**Aim of the exercise**
Please reproduce, exactly and in full, the lines from the one containing "Question. For every instance of the scattered" to the end of the material below.

**Source material**

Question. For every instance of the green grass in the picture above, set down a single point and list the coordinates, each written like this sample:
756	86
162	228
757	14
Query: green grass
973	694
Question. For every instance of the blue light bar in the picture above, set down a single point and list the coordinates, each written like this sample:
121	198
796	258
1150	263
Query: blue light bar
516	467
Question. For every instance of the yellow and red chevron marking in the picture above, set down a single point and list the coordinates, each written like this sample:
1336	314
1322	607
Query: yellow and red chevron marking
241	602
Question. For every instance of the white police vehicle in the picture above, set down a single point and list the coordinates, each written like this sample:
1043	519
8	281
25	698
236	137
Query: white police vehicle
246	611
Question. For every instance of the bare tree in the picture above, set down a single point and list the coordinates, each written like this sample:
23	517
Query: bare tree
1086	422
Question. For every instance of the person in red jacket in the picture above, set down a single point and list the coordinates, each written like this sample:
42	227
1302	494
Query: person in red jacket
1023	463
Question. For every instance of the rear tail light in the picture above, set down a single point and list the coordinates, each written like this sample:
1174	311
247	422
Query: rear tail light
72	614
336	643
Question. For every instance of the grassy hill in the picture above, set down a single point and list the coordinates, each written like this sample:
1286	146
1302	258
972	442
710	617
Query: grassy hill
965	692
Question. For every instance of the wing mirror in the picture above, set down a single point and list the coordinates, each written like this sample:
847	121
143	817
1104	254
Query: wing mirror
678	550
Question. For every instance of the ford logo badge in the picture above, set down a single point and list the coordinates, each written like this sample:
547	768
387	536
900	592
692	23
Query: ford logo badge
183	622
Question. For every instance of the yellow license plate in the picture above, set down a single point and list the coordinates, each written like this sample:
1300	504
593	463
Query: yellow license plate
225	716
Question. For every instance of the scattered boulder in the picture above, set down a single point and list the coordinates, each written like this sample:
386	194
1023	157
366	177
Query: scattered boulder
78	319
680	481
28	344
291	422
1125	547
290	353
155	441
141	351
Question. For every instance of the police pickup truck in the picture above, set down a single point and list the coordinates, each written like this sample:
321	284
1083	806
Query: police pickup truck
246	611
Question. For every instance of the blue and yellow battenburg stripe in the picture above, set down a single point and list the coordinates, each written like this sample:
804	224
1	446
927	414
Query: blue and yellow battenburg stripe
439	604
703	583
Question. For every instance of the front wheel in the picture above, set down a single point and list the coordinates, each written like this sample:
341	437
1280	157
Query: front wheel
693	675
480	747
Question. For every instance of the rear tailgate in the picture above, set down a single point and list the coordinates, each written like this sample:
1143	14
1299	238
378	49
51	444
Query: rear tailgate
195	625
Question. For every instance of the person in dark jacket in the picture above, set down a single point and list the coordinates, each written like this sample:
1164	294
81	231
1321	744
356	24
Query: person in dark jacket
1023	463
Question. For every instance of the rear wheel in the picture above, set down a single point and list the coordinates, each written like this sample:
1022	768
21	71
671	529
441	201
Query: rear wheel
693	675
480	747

**Exercise result**
Question. For every instance of the scattered boulder in the picture above, set down a single point and list the coordinates, each written like this sample:
386	194
1023	157
366	177
Query: scattered boulder
78	319
680	481
28	344
291	422
1125	547
290	353
155	441
141	351
Question. For every instance of the police pickup truck in the picture above, set down a single point and list the coordinates, each written like this sample:
321	284
1083	806
Query: police pickup truck
246	611
Question. For every instance of the blue and yellow battenburg stripe in the picture above, set down a single point and list the coordinates, each written like this sample:
804	224
1	446
927	414
Query: blue and yellow battenburg stripe
439	604
703	583
Question. For every instance of the front wheel in the picture above, set down a single point and list the coordinates, each written like this sample:
341	437
1280	157
Query: front wheel
693	675
480	747
Question. For every instance of the rear tailgate in the picture above, set down a single point and list the coordinates, each written like this sample:
1143	14
1299	238
378	49
51	444
Query: rear tailgate
195	625
Question. For every instance of the person in dark jacket in the picture above, set down a single point and list the coordinates, each written like this sample:
1164	294
81	231
1321	744
356	24
Query: person in dark jacket
1023	463
Question. For every instance of the rear wheel in the picture above, set down a single point and list the coordinates, each written like this sample:
1022	768
21	71
671	529
441	201
Query: rear wheel
693	675
480	747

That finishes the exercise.